Ceci dit que notre confrère omnivore se rassure, numerus clausus et DSM IV aidant, la plupart des malades sont maintenant (très bien) pris en charge par des généralistes et sont des médicamentaux.

Les psychiatres, bientôt ne seront que des dinosaures.

Pourtant, sous le médicamanteau circulent encore quelques idées, les psychiatres dissertent et trouvent même du temps pour surfer sur la toile.

Omnibus



Cher Ami,

Je trouve notre confrère un peu sévère et, qu'il me pardonne, réducteur vis-à-vis de la psychiatrie.

Je ne m'attarderai pas sur le débat de la scientificité, dépassé depuis longtemps. Je ne m'attarderai pas non plus sur l'affirmation, quelque peu péremptoire, de l'absence de progrès de la psychiatrie depuis cinquante ans ; il suffit, pour en faire justice, de comparer l'évolution des psychoses depuis 1960. En revanche, il me semble souhaitable de développer quelques points :

1. les psychiatres, de base ou non (qu'est-ce qu'un psychiatre de base et un qui ne le serait pas ?), d'une part ne se gênent pas pour demander des examens biologiques, et des explorations fonctionnelles ou de la neuro-imagerie, lorsqu'ils le jugent nécessaire et lorsque ce bilan n'est pas à la charge d'un confrère, notamment le médecin de famille. Il est vrai qu'ils n'en abusent pas, dans la mesure où la psychiatrie est une discipline où le primat de la clinique demeure. Dans la mesure aussi où les bilans biologiques et paracliniques ne sont pas d'un grand secours pour le diagnostic, sachant que la découverte ou l'élimination d'une affection somatique ne préjuge pas de l'existence d'une affection mentale.

****************

▶ [Consigne de l'exercice]: Restituez à l'identique le passage de l'extrait sur la psychiatrie qui commence à « Ceci dit que » et se termine à « de la psychiatrie. ».

****************

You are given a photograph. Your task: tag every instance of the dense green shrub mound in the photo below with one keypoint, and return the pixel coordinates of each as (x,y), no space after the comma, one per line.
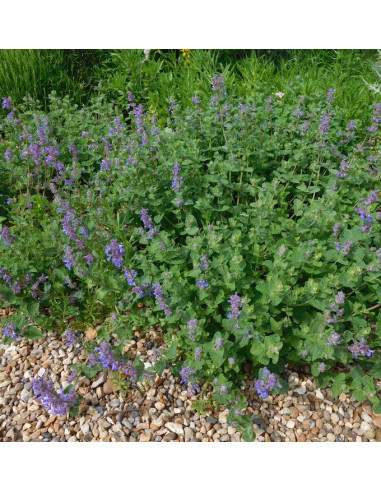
(248,229)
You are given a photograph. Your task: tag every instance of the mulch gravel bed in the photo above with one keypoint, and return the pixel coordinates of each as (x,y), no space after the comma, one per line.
(163,410)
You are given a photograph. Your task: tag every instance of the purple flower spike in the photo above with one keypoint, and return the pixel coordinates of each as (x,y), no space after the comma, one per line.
(236,305)
(202,284)
(56,403)
(265,384)
(114,252)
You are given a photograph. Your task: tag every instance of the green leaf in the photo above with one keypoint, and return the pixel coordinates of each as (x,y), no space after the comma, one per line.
(89,372)
(32,333)
(160,366)
(339,385)
(249,435)
(172,352)
(376,370)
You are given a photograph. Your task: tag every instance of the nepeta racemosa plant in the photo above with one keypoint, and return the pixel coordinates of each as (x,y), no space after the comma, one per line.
(249,230)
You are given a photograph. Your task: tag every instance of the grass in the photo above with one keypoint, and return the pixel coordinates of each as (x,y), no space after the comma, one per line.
(36,73)
(166,74)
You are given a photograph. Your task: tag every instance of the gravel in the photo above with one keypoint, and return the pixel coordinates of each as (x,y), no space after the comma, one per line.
(162,410)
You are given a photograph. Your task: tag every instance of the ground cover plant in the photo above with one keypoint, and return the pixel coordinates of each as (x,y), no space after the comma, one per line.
(247,228)
(161,75)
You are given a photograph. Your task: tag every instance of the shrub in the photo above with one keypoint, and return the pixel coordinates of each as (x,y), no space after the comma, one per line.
(178,74)
(248,230)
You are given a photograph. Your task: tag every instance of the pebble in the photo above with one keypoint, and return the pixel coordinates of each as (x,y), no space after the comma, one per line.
(102,378)
(108,387)
(25,395)
(171,436)
(176,428)
(163,411)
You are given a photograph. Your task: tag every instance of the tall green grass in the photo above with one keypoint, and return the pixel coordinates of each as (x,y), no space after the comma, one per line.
(36,73)
(164,75)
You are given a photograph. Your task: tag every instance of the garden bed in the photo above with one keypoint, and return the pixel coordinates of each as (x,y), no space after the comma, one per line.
(163,410)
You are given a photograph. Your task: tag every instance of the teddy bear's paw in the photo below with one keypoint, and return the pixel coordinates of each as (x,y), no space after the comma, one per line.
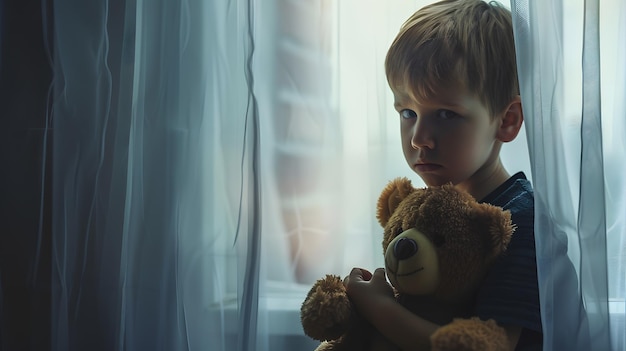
(469,335)
(326,311)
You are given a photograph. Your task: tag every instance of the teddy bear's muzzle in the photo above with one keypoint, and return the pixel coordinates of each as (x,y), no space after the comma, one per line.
(404,248)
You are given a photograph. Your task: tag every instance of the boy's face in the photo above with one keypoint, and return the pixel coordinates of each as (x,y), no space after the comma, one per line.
(450,138)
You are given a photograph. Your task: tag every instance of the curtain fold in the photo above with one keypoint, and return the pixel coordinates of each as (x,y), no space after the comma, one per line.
(569,67)
(155,194)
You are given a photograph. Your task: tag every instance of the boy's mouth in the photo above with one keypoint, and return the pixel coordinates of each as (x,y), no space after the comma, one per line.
(426,167)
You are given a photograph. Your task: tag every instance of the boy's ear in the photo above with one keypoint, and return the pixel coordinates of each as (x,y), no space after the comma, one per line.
(511,121)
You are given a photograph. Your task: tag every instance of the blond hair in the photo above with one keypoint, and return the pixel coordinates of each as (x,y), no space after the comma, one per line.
(468,42)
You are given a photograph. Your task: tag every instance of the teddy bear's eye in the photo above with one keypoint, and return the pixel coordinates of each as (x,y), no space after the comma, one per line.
(439,241)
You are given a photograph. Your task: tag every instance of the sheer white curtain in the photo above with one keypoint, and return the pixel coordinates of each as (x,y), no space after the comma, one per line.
(572,72)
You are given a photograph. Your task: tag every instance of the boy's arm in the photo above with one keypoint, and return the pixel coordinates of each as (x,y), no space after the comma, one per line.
(375,301)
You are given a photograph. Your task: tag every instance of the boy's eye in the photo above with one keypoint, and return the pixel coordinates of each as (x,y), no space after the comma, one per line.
(447,114)
(408,114)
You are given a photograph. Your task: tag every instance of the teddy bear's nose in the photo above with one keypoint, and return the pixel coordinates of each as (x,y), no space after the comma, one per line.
(404,248)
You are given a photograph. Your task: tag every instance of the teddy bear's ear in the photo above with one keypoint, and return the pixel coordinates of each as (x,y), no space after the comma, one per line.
(500,228)
(396,191)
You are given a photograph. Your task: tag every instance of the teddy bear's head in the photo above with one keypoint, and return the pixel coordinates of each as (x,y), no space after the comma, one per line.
(439,241)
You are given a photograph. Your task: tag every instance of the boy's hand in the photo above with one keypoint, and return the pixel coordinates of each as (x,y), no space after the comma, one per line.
(367,290)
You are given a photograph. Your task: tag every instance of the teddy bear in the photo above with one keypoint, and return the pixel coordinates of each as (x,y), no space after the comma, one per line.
(438,245)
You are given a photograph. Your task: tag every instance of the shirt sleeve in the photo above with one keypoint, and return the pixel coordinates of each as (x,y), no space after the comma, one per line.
(510,292)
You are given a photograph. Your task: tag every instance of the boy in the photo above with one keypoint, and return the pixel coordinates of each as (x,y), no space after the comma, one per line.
(453,74)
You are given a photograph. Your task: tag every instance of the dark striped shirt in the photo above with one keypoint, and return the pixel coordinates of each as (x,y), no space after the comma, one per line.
(510,293)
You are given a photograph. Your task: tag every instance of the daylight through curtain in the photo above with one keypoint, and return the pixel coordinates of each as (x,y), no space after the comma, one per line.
(571,67)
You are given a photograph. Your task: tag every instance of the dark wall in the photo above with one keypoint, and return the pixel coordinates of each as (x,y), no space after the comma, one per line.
(25,184)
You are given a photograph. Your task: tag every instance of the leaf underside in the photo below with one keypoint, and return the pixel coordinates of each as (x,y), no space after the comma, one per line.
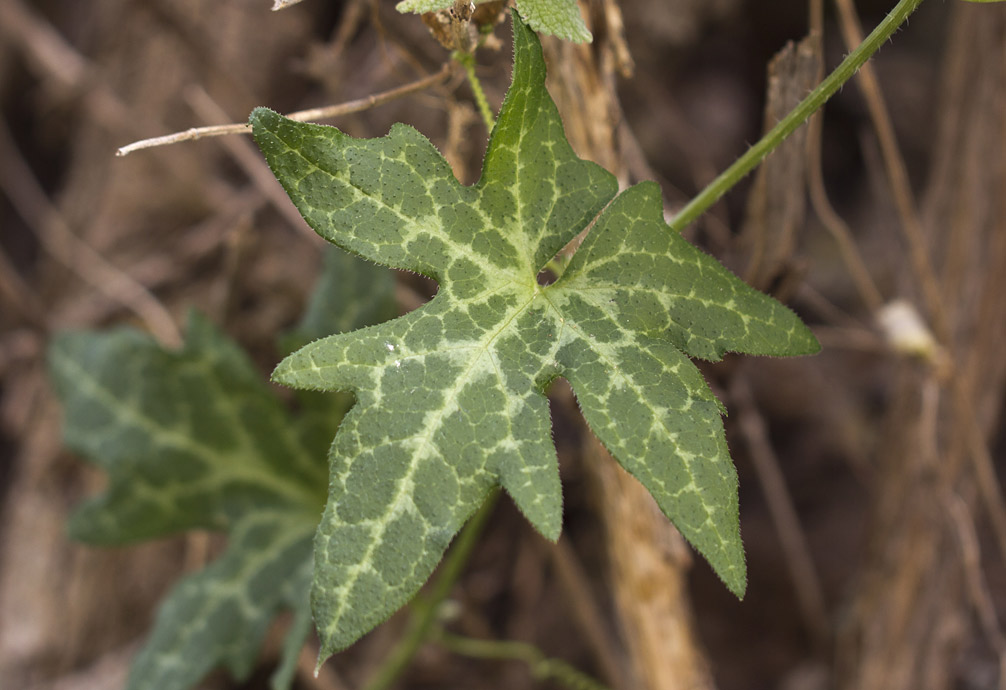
(559,18)
(195,439)
(451,397)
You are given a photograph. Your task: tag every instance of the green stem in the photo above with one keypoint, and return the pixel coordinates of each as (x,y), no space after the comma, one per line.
(425,609)
(467,60)
(797,117)
(541,667)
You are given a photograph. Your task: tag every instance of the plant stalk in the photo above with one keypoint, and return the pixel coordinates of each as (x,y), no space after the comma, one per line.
(425,609)
(467,60)
(541,667)
(788,125)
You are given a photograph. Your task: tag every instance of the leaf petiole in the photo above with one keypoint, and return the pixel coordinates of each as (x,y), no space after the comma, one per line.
(788,125)
(467,60)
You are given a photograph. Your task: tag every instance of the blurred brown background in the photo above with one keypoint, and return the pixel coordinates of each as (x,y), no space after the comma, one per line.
(870,508)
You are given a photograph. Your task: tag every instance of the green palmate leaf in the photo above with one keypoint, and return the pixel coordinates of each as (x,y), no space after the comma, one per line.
(555,17)
(451,396)
(197,439)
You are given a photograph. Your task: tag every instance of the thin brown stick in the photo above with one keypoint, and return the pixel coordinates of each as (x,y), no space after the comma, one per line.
(584,611)
(897,174)
(21,298)
(978,588)
(806,582)
(982,464)
(29,200)
(325,113)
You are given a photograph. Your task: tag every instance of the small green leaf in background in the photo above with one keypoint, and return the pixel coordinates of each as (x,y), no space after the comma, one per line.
(196,439)
(559,18)
(451,396)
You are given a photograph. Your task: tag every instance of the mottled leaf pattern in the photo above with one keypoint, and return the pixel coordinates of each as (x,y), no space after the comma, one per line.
(451,396)
(555,17)
(195,439)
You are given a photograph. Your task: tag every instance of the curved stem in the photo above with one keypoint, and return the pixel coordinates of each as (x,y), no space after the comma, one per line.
(797,117)
(467,60)
(425,609)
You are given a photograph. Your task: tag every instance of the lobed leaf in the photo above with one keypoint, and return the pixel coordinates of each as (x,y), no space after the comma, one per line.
(197,439)
(451,396)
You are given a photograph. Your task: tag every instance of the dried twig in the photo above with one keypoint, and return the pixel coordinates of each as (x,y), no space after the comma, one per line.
(897,174)
(327,112)
(31,203)
(978,588)
(246,157)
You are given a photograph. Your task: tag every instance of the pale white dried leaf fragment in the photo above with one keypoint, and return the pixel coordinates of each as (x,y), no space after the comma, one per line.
(284,4)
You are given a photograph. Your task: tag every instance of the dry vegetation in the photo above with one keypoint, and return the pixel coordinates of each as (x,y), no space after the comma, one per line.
(871,512)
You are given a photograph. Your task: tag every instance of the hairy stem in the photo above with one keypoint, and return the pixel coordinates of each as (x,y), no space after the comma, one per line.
(425,609)
(467,60)
(797,117)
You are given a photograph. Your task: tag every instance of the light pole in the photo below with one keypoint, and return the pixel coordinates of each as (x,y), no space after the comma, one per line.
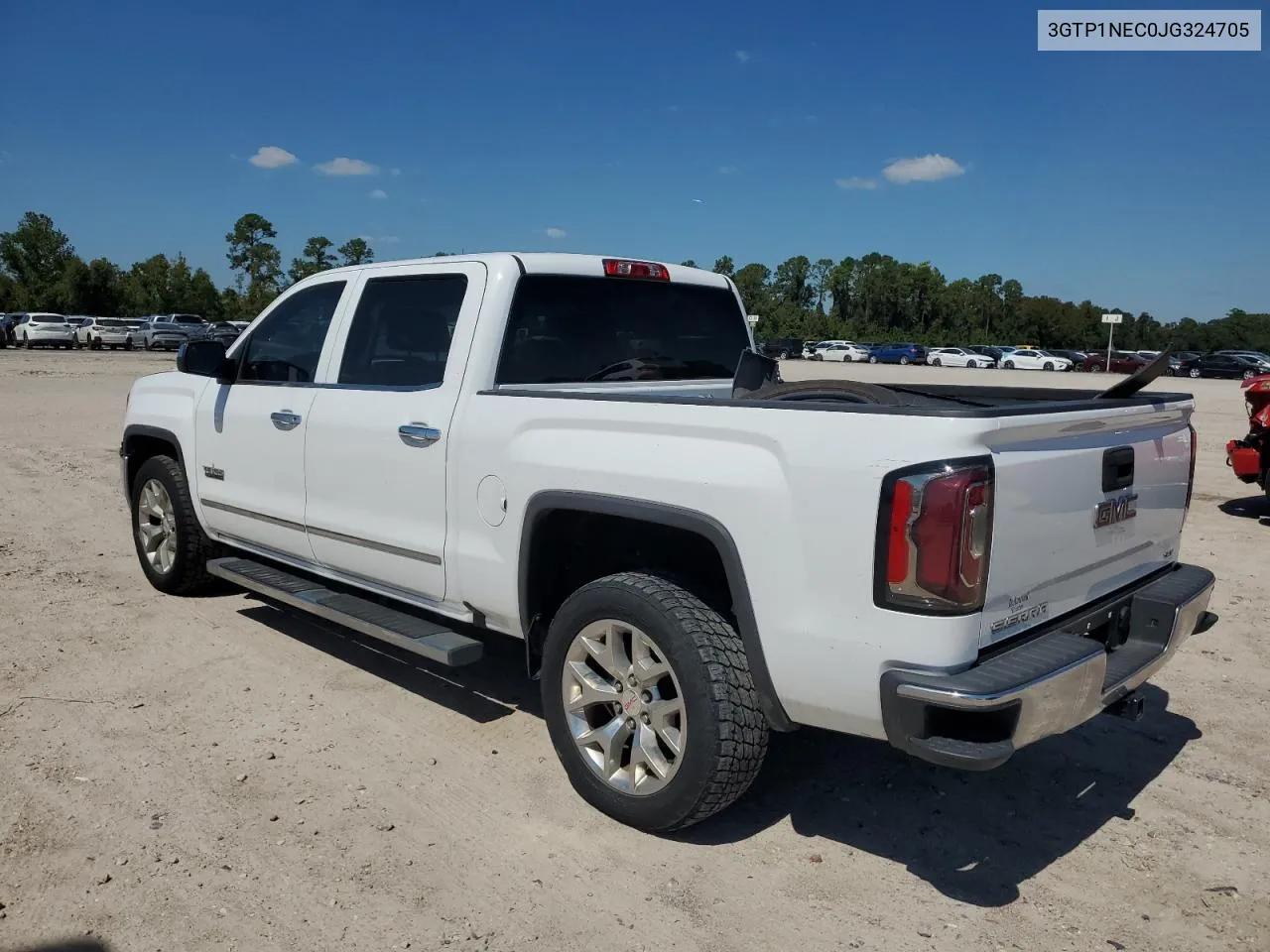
(1111,320)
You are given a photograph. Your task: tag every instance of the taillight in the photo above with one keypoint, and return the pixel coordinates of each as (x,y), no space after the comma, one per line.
(622,268)
(937,534)
(1191,476)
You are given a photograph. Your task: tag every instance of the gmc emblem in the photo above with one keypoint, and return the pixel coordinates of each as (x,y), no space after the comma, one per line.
(1112,511)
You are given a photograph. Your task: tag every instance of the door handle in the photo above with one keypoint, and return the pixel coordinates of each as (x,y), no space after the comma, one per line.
(416,434)
(285,419)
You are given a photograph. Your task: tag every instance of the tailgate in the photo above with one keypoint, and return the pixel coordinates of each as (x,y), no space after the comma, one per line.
(1086,503)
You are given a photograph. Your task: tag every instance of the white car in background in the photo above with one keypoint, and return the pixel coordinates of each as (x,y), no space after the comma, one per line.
(41,329)
(841,350)
(1033,359)
(956,357)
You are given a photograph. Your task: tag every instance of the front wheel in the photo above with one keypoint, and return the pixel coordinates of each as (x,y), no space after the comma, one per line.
(171,543)
(651,703)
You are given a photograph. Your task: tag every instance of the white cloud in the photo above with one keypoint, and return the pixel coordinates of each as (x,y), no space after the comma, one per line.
(347,167)
(272,158)
(928,168)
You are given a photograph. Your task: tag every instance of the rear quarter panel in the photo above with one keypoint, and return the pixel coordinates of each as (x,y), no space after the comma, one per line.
(798,492)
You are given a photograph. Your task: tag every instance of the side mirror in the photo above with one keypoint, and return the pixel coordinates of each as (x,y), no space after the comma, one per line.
(204,358)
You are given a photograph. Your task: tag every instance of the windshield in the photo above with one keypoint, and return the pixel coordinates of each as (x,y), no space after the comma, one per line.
(567,329)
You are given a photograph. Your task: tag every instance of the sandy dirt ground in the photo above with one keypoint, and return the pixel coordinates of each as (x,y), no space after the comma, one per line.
(216,774)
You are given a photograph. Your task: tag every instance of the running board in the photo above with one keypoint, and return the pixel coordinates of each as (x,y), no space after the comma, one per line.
(404,630)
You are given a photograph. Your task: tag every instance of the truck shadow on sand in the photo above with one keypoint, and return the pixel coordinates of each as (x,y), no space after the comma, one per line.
(974,837)
(1248,508)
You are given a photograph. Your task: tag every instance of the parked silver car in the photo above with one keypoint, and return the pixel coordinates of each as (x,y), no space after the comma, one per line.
(41,329)
(168,331)
(96,333)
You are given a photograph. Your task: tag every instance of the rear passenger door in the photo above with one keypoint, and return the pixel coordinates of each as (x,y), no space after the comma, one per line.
(379,434)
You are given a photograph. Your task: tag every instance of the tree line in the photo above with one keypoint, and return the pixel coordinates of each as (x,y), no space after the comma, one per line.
(874,298)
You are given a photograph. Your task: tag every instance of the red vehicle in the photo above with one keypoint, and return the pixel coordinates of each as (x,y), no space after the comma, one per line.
(1250,457)
(1121,362)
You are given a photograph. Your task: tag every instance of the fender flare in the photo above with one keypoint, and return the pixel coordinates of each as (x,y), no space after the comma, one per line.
(676,517)
(140,429)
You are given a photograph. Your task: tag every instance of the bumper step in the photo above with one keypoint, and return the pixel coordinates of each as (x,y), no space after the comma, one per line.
(402,629)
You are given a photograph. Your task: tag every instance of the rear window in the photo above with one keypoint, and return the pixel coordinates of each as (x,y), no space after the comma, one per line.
(566,329)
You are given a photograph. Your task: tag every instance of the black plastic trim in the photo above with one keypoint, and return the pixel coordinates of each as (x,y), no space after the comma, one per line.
(1118,465)
(665,515)
(883,529)
(140,429)
(1019,402)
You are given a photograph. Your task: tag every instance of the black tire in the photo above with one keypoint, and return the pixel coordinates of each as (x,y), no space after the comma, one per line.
(189,574)
(726,733)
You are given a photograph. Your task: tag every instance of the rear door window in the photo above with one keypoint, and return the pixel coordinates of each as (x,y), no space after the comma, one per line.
(568,329)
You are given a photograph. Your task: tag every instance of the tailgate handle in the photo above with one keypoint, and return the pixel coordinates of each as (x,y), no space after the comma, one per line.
(1116,468)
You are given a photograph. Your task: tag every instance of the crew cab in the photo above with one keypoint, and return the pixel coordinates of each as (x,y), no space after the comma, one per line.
(578,452)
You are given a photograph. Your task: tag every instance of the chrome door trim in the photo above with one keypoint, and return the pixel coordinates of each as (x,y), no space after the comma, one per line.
(377,546)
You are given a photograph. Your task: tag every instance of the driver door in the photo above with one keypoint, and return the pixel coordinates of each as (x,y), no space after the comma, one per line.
(250,434)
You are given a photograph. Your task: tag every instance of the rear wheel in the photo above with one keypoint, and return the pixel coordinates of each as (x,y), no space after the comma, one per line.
(651,703)
(171,543)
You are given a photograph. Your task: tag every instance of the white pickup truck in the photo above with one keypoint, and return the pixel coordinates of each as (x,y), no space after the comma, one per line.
(558,448)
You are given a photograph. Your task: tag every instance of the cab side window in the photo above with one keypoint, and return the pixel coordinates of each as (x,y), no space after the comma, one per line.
(286,345)
(402,329)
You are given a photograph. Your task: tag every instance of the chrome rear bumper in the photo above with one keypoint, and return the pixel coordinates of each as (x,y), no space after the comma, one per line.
(1052,682)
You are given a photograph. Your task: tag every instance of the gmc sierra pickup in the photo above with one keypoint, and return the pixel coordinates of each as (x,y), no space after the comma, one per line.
(559,448)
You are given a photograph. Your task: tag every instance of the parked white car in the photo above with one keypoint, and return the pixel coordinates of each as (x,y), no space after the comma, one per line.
(447,451)
(1032,359)
(956,357)
(96,333)
(842,350)
(42,329)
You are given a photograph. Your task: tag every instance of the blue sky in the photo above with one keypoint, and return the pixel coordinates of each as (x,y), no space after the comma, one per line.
(1133,179)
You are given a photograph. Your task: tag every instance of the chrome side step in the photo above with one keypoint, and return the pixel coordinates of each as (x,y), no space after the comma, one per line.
(407,631)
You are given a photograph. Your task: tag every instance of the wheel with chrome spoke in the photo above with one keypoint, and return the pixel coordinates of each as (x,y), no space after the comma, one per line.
(651,703)
(171,543)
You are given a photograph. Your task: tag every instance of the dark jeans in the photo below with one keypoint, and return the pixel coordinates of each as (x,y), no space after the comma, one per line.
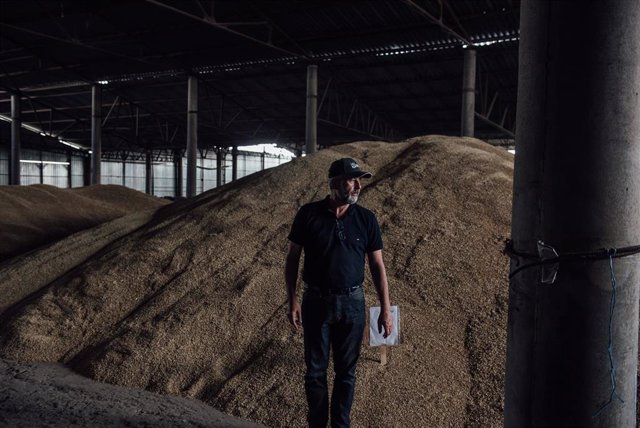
(335,321)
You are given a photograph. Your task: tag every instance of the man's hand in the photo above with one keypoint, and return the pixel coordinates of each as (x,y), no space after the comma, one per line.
(385,322)
(295,313)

****************

▶ [Réponse finale]:
Ceci dit que notre confrère omnivore se rassure, numerus clausus et DSM IV aidant, la plupart des malades sont maintenant (très bien) pris en charge par des généralistes et sont des médicamentaux.

Les psychiatres, bientôt ne seront que des dinosaures.

Pourtant, sous le médicamanteau circulent encore quelques idées, les psychiatres dissertent et trouvent même du temps pour surfer sur la toile.

Omnibus



Cher Ami,

Je trouve notre confrère un peu sévère et, qu'il me pardonne, réducteur vis-à-vis de la psychiatrie.